------ Exercise materials ------
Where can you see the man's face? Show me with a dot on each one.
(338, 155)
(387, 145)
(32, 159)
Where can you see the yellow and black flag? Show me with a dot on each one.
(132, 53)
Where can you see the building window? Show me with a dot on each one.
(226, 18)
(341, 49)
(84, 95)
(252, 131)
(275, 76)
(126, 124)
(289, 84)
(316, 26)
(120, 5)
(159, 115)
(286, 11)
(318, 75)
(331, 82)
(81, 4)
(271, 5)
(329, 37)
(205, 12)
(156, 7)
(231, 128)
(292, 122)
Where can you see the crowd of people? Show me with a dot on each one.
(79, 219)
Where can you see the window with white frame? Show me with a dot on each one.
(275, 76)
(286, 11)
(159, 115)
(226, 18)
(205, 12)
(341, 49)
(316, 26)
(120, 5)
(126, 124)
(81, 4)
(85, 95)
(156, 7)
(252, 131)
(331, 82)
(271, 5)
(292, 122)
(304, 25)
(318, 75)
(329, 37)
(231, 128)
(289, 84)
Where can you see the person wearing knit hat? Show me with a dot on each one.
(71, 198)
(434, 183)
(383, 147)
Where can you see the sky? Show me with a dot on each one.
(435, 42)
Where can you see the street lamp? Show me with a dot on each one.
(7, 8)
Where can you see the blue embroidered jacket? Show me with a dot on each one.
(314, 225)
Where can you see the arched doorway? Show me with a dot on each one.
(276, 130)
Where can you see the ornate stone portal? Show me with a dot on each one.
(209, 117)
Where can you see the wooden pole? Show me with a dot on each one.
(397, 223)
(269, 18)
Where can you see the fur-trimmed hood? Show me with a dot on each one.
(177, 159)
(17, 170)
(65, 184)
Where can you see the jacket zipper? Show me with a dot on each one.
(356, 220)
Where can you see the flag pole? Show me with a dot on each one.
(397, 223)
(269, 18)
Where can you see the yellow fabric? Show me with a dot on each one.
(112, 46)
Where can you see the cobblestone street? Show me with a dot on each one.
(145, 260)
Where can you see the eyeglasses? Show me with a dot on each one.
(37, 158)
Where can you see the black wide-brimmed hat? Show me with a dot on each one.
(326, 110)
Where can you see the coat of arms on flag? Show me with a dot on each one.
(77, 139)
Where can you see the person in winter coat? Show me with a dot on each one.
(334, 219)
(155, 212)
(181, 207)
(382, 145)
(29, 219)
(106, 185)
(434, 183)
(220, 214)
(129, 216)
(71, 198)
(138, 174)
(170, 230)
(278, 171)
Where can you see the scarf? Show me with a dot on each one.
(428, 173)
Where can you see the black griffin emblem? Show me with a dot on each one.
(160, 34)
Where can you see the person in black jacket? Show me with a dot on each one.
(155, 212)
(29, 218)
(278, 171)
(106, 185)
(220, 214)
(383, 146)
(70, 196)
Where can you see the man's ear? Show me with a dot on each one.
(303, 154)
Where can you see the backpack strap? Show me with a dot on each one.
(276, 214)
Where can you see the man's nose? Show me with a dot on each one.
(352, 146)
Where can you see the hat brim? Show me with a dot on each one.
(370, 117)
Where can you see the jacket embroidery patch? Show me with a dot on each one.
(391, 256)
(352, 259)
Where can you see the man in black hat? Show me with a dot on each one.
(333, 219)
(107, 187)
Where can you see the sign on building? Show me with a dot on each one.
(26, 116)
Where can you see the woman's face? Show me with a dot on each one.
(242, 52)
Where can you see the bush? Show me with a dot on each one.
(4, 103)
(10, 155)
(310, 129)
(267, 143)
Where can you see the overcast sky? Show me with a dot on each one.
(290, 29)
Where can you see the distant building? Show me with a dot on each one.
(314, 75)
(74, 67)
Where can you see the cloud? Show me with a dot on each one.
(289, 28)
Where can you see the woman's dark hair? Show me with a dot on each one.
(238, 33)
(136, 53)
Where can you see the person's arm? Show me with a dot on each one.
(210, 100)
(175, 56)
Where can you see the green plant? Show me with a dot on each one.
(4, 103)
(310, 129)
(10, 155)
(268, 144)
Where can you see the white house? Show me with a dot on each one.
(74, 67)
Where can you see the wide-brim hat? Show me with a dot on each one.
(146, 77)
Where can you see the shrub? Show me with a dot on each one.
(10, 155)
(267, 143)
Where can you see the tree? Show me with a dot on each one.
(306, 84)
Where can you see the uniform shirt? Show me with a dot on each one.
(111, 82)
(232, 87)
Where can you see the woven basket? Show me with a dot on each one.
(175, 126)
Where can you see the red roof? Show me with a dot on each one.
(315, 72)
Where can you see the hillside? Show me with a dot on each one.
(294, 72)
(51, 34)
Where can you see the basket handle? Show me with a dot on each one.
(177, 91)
------
● **Exercise goal**
Arrange all the records above as a two-column CSV headed text,coordinates, with one row per record. Put each record's wording and its answer in one quoted field each, replacing any line breaks with spaces.

● **Answer to the task**
text,coordinates
"Where can you see the man's face? Show me with a dot on each one.","(338, 155) (387, 145) (32, 159)"
"Where can you see the yellow and black flag? Show me with a dot on each one.","(132, 53)"
"Where can you see the building window? Show me with a dot on each one.","(226, 18) (341, 49) (84, 95) (252, 131) (275, 76) (126, 124) (289, 84) (316, 26) (120, 5) (159, 115) (286, 11) (318, 75) (331, 82) (81, 4) (271, 5) (329, 37) (205, 12) (156, 7) (231, 128) (292, 122)"
"Where can you see the crowd of people? Show me with a dot on each one.","(79, 219)"
"Where can you see the window with white frame? Show me with a dot on each one.","(275, 76) (286, 11) (159, 115) (226, 18) (205, 12) (341, 49) (316, 26) (120, 5) (126, 124) (81, 4) (85, 95) (156, 7) (252, 131) (331, 82) (271, 5) (292, 122) (304, 25) (318, 75) (329, 37) (231, 128) (289, 84)"
"Where can you see the person wearing knit hat? Show me with a dot on each one.","(71, 198) (434, 183) (383, 147)"
"Where can you see the sky? Show me with a dot on each one.","(435, 42)"
"Where can you see the street lamp? Show me with a dot on each one.","(7, 8)"
"Where can you see the blue embroidered jacket? Show me with a dot on each one.","(314, 225)"
"Where can you see the arched doorway? Show me with a dot on each one.","(276, 130)"
"Where can you see the ornate stone portal? Show me with a dot on each one.","(209, 117)"
"Where can you see the wooden pole? Show me with a dot on each one.","(397, 223) (269, 18)"
"Where can you see the fur-trimmed hood? Show me with a dot on each one.","(177, 159) (17, 170) (65, 184)"
"Where can you see the jacket zipper? Show me with a dot on each one.","(356, 220)"
"Where can you see the flag pole? Show me with a dot on each one.","(397, 223) (269, 18)"
"Where can you see the yellow fabric? Show me with a dot on each one.","(112, 46)"
"Where can you see the cobblestone street? Show me with a dot on each one.","(145, 260)"
"Where can you see the eyeglasses? Show me with a dot on each one.","(37, 158)"
"Where can you see the black wide-brimmed hat? Show me with a dot on each one.","(326, 110)"
"Where can you see the coat of arms on flag? Show me with a dot on each one.","(77, 139)"
"Where can you see the person in winter coat? Show me with a dot on each one.","(334, 219) (155, 212) (181, 207) (382, 145) (29, 219) (106, 185) (434, 183) (220, 214) (129, 216) (71, 198) (138, 174) (170, 230) (278, 171)"
"Where can you see the scarf? Show me with a dot on each one.","(428, 173)"
"Where can you see the black griffin emblem? Show me with a dot on each one.","(160, 34)"
"Where can you see the person in black jacket? Show me with a dot on each one.","(155, 212) (29, 218) (278, 171) (106, 185) (220, 214) (383, 146) (70, 196)"
"Where can you see the man's ear? Show me with a dot on each one.","(303, 154)"
"Where can you see the backpack strap? Show me with a dot on each one.","(276, 214)"
"Where can you see the man's nose? Show me with a dot on each one.","(352, 146)"
"Where can you see the hat brim? Show me with a dot on each one.","(370, 117)"
"Where can you see the jacket embroidery patch? Show me with a dot on each one.","(391, 256) (352, 259)"
"Where can you see the man in black hat? Show me with a dot on each one.","(333, 219) (107, 187)"
"Where can you see the sign on building? Show me with a dot on each one.","(26, 116)"
"Where can you see the woman's face? Show me with a dot on each one.","(242, 52)"
"Where can you see the bush? Show me with a dot on each one.","(4, 103) (10, 155) (310, 129) (267, 143)"
"Where can you see the overcast sky? Show me with a dot on each one.","(290, 29)"
"Where can you see the distant building? Show me with a dot on each one.","(314, 75) (74, 67)"
"Where can you see the cloud? Show me with a dot on each one.","(289, 28)"
"Where can you see the woman's dark hair? Show me with a dot on each one.","(238, 33) (136, 53)"
"Where can you see the person's arm? Show me with a dot on each one.","(210, 100) (175, 56)"
"Where can you see the green plant? Show me with a dot on each one.","(4, 103) (310, 129) (10, 155) (268, 144)"
"Where can you see the white house? Show me with a dot on each one.","(74, 67)"
"Where can you see the wide-brim hat? Show me with a dot on each one.","(146, 77)"
"Where can you see the shrub? Show me with a dot on each one.","(10, 155) (267, 143)"
"Where can you see the tree? Show me with a dot on each one.","(306, 84)"
"Where can you see the uniform shirt? Show me with a dot on each one.","(111, 82) (232, 87)"
"Where can you see the woven basket? Show me with a dot on each one.","(175, 126)"
"Where can you see the red roof? Show me with a dot on each one.","(315, 72)"
"Where can you see the hillside? Show me with a dot on each one.","(294, 72) (51, 34)"
"Where can you see the basket handle? Show me with a dot on each one.","(177, 91)"